### What needs to be done
Turn every line of the listing below into a numbered list, dropping blank lines. Leave the pictures out.

(Object detection listing)
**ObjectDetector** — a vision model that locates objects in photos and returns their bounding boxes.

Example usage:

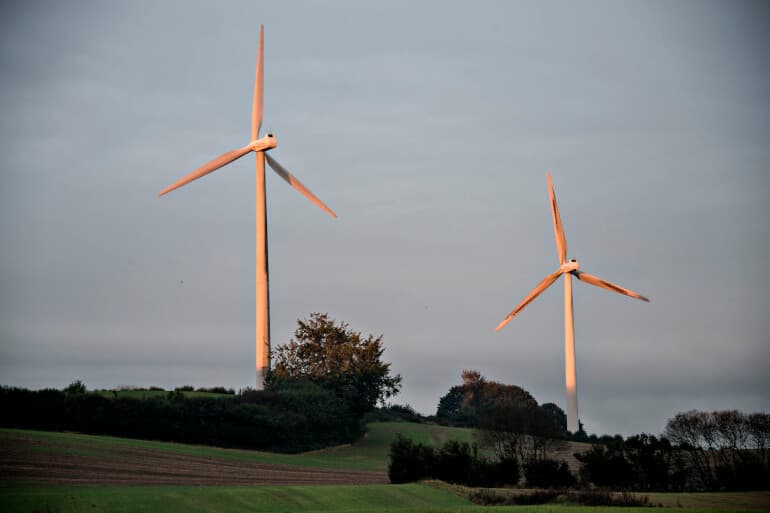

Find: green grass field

[0,422,770,513]
[0,484,758,513]
[0,422,473,470]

### Solution to the problem
1. **ObjectDetector** — a vision model that locates objects in photos and returns their bounding boxes.
2. Example usage:
3. Find: green grass field
4. [0,422,770,513]
5. [0,484,758,513]
6. [0,422,473,470]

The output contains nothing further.